- Task instructions: Give the data again exactly, without its images.

Records contained in a dataset
┄┄┄┄┄┄┄┄┄┄┄┄┄┄┄┄┄┄┄┄

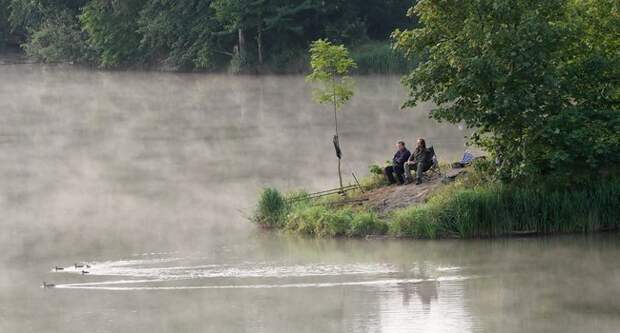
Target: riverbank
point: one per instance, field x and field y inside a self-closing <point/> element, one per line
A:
<point x="471" y="206"/>
<point x="371" y="57"/>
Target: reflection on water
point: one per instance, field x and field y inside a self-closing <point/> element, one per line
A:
<point x="146" y="178"/>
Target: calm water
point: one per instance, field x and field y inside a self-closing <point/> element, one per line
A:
<point x="147" y="177"/>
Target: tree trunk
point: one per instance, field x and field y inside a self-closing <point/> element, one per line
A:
<point x="336" y="127"/>
<point x="259" y="42"/>
<point x="242" y="50"/>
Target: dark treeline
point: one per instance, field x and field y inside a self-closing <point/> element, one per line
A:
<point x="238" y="35"/>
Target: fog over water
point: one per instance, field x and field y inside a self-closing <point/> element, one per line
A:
<point x="147" y="179"/>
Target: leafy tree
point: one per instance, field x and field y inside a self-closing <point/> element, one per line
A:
<point x="528" y="76"/>
<point x="58" y="38"/>
<point x="239" y="16"/>
<point x="179" y="31"/>
<point x="113" y="30"/>
<point x="331" y="65"/>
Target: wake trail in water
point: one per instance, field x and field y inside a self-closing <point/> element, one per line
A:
<point x="382" y="282"/>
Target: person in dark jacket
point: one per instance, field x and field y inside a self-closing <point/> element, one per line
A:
<point x="420" y="161"/>
<point x="397" y="168"/>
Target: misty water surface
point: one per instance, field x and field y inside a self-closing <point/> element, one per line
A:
<point x="148" y="178"/>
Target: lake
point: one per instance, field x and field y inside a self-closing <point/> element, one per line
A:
<point x="148" y="178"/>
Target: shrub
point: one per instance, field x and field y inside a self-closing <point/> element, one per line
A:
<point x="379" y="57"/>
<point x="414" y="222"/>
<point x="58" y="38"/>
<point x="366" y="223"/>
<point x="272" y="208"/>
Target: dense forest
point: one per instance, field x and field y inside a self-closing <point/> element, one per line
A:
<point x="234" y="35"/>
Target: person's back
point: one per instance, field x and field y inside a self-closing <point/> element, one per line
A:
<point x="420" y="161"/>
<point x="398" y="161"/>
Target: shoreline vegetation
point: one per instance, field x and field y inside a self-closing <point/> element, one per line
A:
<point x="474" y="205"/>
<point x="372" y="57"/>
<point x="234" y="36"/>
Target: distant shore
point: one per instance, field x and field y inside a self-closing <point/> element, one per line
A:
<point x="471" y="205"/>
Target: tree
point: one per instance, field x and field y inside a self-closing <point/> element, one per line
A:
<point x="113" y="29"/>
<point x="330" y="68"/>
<point x="527" y="76"/>
<point x="180" y="32"/>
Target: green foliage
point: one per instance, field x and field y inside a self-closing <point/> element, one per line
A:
<point x="58" y="38"/>
<point x="537" y="81"/>
<point x="330" y="67"/>
<point x="5" y="28"/>
<point x="415" y="223"/>
<point x="242" y="35"/>
<point x="319" y="220"/>
<point x="271" y="209"/>
<point x="180" y="33"/>
<point x="112" y="28"/>
<point x="496" y="210"/>
<point x="380" y="57"/>
<point x="366" y="223"/>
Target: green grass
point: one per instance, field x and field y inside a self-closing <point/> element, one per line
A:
<point x="474" y="207"/>
<point x="497" y="210"/>
<point x="379" y="58"/>
<point x="271" y="208"/>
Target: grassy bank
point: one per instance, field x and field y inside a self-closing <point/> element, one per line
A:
<point x="472" y="207"/>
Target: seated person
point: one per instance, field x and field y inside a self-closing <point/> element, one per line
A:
<point x="397" y="169"/>
<point x="420" y="161"/>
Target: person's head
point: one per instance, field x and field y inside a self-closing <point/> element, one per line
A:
<point x="421" y="143"/>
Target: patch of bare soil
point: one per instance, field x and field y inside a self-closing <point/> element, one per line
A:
<point x="388" y="198"/>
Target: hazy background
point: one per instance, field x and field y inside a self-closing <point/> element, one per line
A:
<point x="149" y="176"/>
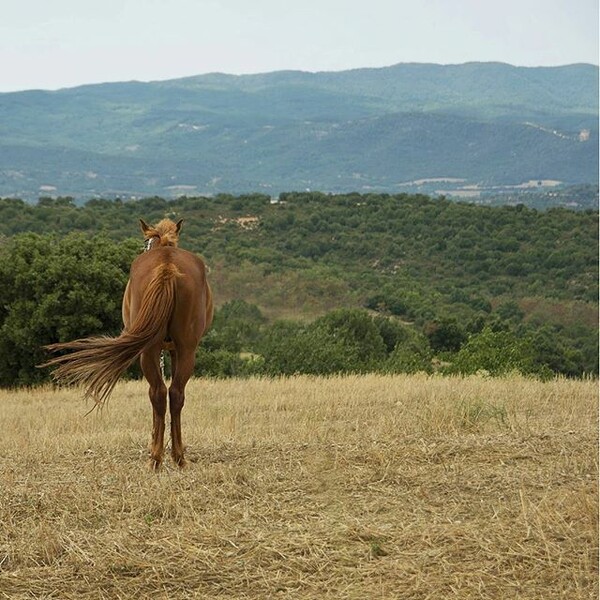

┄┄┄┄┄┄┄┄┄┄┄┄┄┄┄┄┄┄┄┄

- Answer box:
Target: riverbank
point: one per instance, field x and field y inside a self-closing <point/> element, one per line
A:
<point x="471" y="206"/>
<point x="371" y="57"/>
Target: reflection on water
point: one per instance, field x and field y inside a self-closing <point/> element, one per line
A:
<point x="146" y="178"/>
Target: calm water
point: one per instance, field x and field y inside a self-closing <point/> element, one per line
A:
<point x="147" y="177"/>
Target: tree trunk
point: one per instance, field x and field y inside a self-closing <point/> element, one per line
A:
<point x="336" y="127"/>
<point x="259" y="42"/>
<point x="242" y="50"/>
Target: dark treeline
point: one per instance, field x and field y inside a self-closing <point/> element, one per line
A:
<point x="238" y="35"/>
Target: fog over water
point: one per instance, field x and field y inside a self-closing <point/> element, one per line
A:
<point x="147" y="179"/>
Target: leafy tree
point: one per instance, field x and field y inside a self-closing <point/> element, one per line
A:
<point x="528" y="76"/>
<point x="58" y="38"/>
<point x="239" y="16"/>
<point x="179" y="31"/>
<point x="113" y="30"/>
<point x="331" y="65"/>
Target: wake trail in water
point: one per instance, field x and field y inside a self-closing <point/> element, one per line
A:
<point x="382" y="282"/>
Target: person in dark jacket
point: one per instance, field x and field y inside a self-closing <point/> element, one per line
A:
<point x="420" y="161"/>
<point x="397" y="168"/>
Target: misty water surface
point: one per instance, field x and field y inside a self-closing <point/> element, one per line
A:
<point x="148" y="178"/>
Target: lake
point: one per instance, field x and field y inside a self-closing <point/> element, one per line
A:
<point x="148" y="178"/>
Target: shrub
point: one per instance, field x and field y inside a self-closing <point/> element, one per line
A:
<point x="379" y="57"/>
<point x="414" y="222"/>
<point x="58" y="38"/>
<point x="366" y="223"/>
<point x="272" y="208"/>
Target: dense forest
point: one per instance, field x and field y inside a self-closing <point/> element, one per line
A:
<point x="234" y="35"/>
Target: person's back
point: one per instance, field x and field y inside a self-closing <point/> element, one per line
A:
<point x="420" y="161"/>
<point x="398" y="161"/>
Target: shoreline vegetation
point: one per instance, field x and field y inside a self-closing <point/> element, one per line
A:
<point x="474" y="205"/>
<point x="372" y="57"/>
<point x="234" y="36"/>
Target: distant shore
point: one per instance, field x and field y inside a self-closing <point/> element, one per line
A:
<point x="471" y="205"/>
Target: tree
point: one per instance, field x and field y inside a self-closing <point/> element, one per line
A:
<point x="113" y="29"/>
<point x="330" y="68"/>
<point x="527" y="76"/>
<point x="180" y="32"/>
Target: green foliage
point: one per instance, field x and field y inside a self-closing <point/> element, one per line
A:
<point x="58" y="38"/>
<point x="537" y="81"/>
<point x="330" y="67"/>
<point x="5" y="28"/>
<point x="415" y="223"/>
<point x="242" y="35"/>
<point x="319" y="220"/>
<point x="271" y="209"/>
<point x="180" y="33"/>
<point x="112" y="28"/>
<point x="496" y="210"/>
<point x="380" y="57"/>
<point x="366" y="223"/>
Target: green grass
point: one per instance, field x and field y inside a self-closing <point/> element, one per line
A:
<point x="474" y="207"/>
<point x="497" y="210"/>
<point x="379" y="58"/>
<point x="271" y="208"/>
Target: grassy bank
point: one per instance, field x and field y inside a self-closing <point/> element, one per line
A:
<point x="472" y="207"/>
Target: seated person
point: one per instance, field x and field y inside a self-closing <point/> element, one per line
A:
<point x="397" y="169"/>
<point x="420" y="161"/>
Target: person's head
point: one per instance, field x and field y inside a self-closing <point/> element, one per line
A:
<point x="421" y="143"/>
Target: patch of bare soil
point: one per instance, field x and field y inside a self-closing <point/> element, one per line
A:
<point x="388" y="198"/>
Target: hazy background
point: one per instance, field x and field y inside a self-closing <point/> element, one per line
A:
<point x="149" y="176"/>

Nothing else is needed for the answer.